[Saved data entries]
★ ★ ★

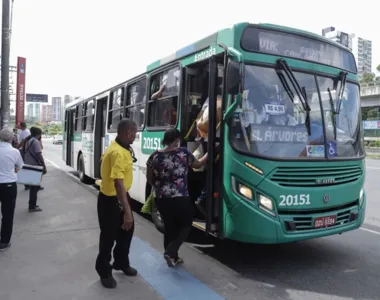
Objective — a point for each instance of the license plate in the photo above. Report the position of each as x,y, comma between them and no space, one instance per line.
324,221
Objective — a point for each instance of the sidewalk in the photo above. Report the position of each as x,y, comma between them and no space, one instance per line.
53,252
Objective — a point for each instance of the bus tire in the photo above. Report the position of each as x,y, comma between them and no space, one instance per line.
81,171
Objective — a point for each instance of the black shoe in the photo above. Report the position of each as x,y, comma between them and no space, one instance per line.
4,247
35,209
170,261
129,271
198,204
109,282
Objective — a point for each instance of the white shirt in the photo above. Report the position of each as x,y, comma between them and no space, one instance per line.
10,158
23,134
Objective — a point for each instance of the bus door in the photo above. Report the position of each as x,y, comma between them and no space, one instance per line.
99,133
70,122
212,174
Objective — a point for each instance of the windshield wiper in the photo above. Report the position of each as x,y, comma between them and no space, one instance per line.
334,113
301,93
343,78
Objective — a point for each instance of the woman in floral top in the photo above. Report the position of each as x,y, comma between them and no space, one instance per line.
167,172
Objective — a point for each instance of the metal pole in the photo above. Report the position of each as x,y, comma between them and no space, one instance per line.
5,66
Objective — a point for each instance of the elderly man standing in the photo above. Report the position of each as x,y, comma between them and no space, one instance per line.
114,209
10,163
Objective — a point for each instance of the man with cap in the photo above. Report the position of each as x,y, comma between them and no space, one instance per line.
10,163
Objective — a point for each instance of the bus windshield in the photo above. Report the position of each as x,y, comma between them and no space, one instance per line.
273,122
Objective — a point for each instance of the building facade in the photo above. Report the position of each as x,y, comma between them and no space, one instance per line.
47,113
361,48
57,108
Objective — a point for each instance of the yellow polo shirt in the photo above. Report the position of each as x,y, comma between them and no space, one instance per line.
116,164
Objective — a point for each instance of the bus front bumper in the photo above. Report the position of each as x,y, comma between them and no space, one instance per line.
247,223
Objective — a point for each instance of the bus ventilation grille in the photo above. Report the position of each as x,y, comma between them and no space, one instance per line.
315,176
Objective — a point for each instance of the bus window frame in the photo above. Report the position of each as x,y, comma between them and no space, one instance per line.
79,117
86,116
148,101
298,70
110,102
141,104
300,35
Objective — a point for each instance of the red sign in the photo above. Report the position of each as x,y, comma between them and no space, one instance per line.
20,90
324,221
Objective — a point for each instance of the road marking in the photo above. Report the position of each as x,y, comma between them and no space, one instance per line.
54,164
369,230
170,283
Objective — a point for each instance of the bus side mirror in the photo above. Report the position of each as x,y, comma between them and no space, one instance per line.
234,78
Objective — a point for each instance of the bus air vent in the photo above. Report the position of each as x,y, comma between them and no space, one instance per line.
315,176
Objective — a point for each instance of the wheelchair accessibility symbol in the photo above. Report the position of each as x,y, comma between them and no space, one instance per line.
332,151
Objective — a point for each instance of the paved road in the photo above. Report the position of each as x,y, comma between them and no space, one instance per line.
338,267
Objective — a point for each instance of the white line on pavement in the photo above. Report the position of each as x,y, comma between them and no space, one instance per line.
369,230
52,163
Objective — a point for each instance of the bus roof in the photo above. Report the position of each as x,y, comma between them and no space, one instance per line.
226,36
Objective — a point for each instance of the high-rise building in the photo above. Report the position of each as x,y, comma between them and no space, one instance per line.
363,55
47,113
346,39
57,108
361,48
66,100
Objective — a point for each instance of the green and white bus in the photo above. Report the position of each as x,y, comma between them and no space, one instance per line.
291,159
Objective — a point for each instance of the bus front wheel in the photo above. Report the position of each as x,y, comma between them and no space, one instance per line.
81,170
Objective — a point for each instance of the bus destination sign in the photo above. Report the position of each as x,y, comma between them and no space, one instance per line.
297,46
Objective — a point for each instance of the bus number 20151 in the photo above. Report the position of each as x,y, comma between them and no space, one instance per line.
294,200
151,143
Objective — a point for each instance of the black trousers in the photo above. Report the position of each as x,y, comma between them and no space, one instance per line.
111,219
8,195
177,214
33,191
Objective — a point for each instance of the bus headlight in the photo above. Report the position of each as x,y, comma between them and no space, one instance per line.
241,189
361,197
245,191
265,203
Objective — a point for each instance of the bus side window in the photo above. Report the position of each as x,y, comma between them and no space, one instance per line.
115,109
79,118
135,105
162,111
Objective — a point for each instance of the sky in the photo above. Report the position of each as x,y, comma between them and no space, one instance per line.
82,47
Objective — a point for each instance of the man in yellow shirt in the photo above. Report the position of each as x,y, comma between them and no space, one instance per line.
114,209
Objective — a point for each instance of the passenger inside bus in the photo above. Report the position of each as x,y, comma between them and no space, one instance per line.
169,85
199,131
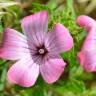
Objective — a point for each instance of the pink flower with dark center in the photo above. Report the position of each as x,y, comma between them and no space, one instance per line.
37,51
87,55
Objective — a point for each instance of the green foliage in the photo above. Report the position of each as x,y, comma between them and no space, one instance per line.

★ ★ ★

Set down the lines of the records above exactly, apart from the pictures.

● Response below
Objective — a point for each instance of the license plate in the photo above. Report the position of each as x,y, comma between them and no space, one instance per line.
324,221
Objective — a point for each instance of the sidewalk in the photo above. Report the position of each as x,y, comma between them and no space, one instance per line.
53,252
Objective — a point for each instance of the bus tire in the photo above. Report the position of each as x,y, comma between them and no space, one instance per line.
81,171
Objective — a point for each instance of the black shoe in the photo above. Report the position of each as x,y, comma between them and no space, one instance per line.
4,247
35,209
170,261
129,271
198,204
109,282
Objective — a point for each instance of the white shirt in the photo above. Report the position of each as x,y, comma between them and no space, one instance per line.
10,158
23,134
Objective — a point for each instance of the bus door in the photo above. Report the position of each as x,y, comma between them and no space, one instance per line.
99,133
70,122
212,174
Objective — a point for each instance of the windshield wiper in the photo above. Report the position of each as x,y, comma between them and no space, one instance per line.
334,113
301,93
343,78
Objective — a point for each instance of the woman in floral top in the photo above. Report the position of each as x,y, comma between them and no space, one instance per line.
167,172
Objective — a point for each instance of the metal pole in the photo above. Report the position of each as x,y, comma between them and no space, one instance per line.
5,66
Objective — a point for each instance of the elderly man standing in the photo above. Report the position of each as x,y, comma between them and no space, one instance per line.
114,209
10,163
Objective — a point for each instance of the man with cap in the photo above. Report the position of each as x,y, comma between them and no space, one instance per line.
10,163
Objective — a point for each instance of the bus windshield in the photo above. Report the position of each as x,y, comma between them and no space, one instance per line.
273,122
Objective — a point for each instance of the building facade in the photo above. Report the position of each as x,y, comma between them and no space, one instance per line.
47,113
361,48
57,108
Objective — a point for each instance of the yellow polo shirt in the photo above. Report the position of each as x,y, comma between them and no space, one instance per line.
116,164
Objective — a point for each instance of the bus front bumper in the photo above. Report the position of each as x,y, comma between them and no space, one instance per line.
247,223
Objective — a point for each instance of the bus ventilation grille in the photo above. Report the position of each as x,y, comma between them and no space, one instance per line.
315,176
Objective — a point for each instance of the bus window frame in the photo above. Report the position of each as x,y, comma between them and no space, one instance per line.
79,117
86,116
148,101
298,70
110,102
141,104
300,35
Objective — a point for each instance of the red sign in the photo above. Report the position of each as x,y, comma between them and no space, one instance per line.
20,90
324,221
Objective — a point for each instance of the road marking in the photo above. Report the position of each as x,y, comma between them and no space, one instance per line.
54,164
369,230
170,283
Objective — a point for each instance of the bus side mirror in the photo above. Report the position of each as x,y, comma between them and no space, one instance per line.
234,78
Objective — a point for each instance of the bus air vent in the photo above. Report the position of each as x,y, comma between them and no space, one instance per line.
315,176
Objective — a point for each instance of the wheelchair accessibility symbol in the photo above. Report the position of each as x,y, comma between them and no space, one instance per line.
332,151
Objective — a point for each instance of the paved road in the photo above. Report the position of each as x,y, comma between them and no space, one instance per line.
338,267
Objective — a point for each instance of the white line on pavement in the photo above. Report the position of each as x,y, comma between them and no space, one instance per line.
369,230
52,163
Objective — a point for each instance of the bus roof in the photo above. Report the position of each as x,y, comma between them and no space, one instance per line.
226,36
Objective — a point for each instance of the high-rise building in the photo above. Report the position of each as x,y, comma between them and no space, one instance per line.
363,55
47,113
346,39
57,108
361,48
66,100
Objective — a point for each instance of the green and white bus in the photo above. Report the position of each as x,y, comma between them and no space, one instance per line.
291,159
Objective — a point for each instance of the bus front wheel in the photo above. Report the position of each as x,y, comma between them and no space, one instance per line.
81,170
Objective — a point for each instance of the bus destination sign in the photo above. Report the position of each as x,y, comma between them and no space, one instance per line.
297,46
Objective — a point for each instance of the bus number 20151 in the photo above. Report the position of each as x,y, comma between them and no space, one instance per line.
294,200
151,143
Objective — a point for each instance of the black trousers in the photo above. Report the position of each as x,y, comma between them and no space, one instance per line.
111,219
8,195
177,214
33,191
Objective — a point for each instance of the bus headlight in the photo above. Report the position of each as x,y, comma between them and no space, one instance per line.
241,189
361,197
245,191
265,203
Objective — a point for each instance of the bus side window in the photo above. Report the position of each as x,y, comma between them and no space, one instance per line.
115,109
79,118
135,105
162,111
Objective — a point for each instance of the sky in the photo above. Report the position of each as x,y, comma between them and no space, one instance per line.
82,47
Objective — a point for each instance of the man in yellow shirt in the photo above. Report the position of each as x,y, comma between them and no space, one instance per line.
114,209
Objective — a point for each instance of the passenger inside bus in the photo above. Report the position of each as x,y, comma between them and no space, one instance per line.
169,85
199,131
Objective — a point for each instance of the pink flower with dark center in the photo above. Report the position of each as x,y, comma between them and no space, one instance per line.
37,51
87,55
Objective — a point for each instance of the green foliage in the photo above. Report the position of each as x,y, comma between them and no space, one instance per line.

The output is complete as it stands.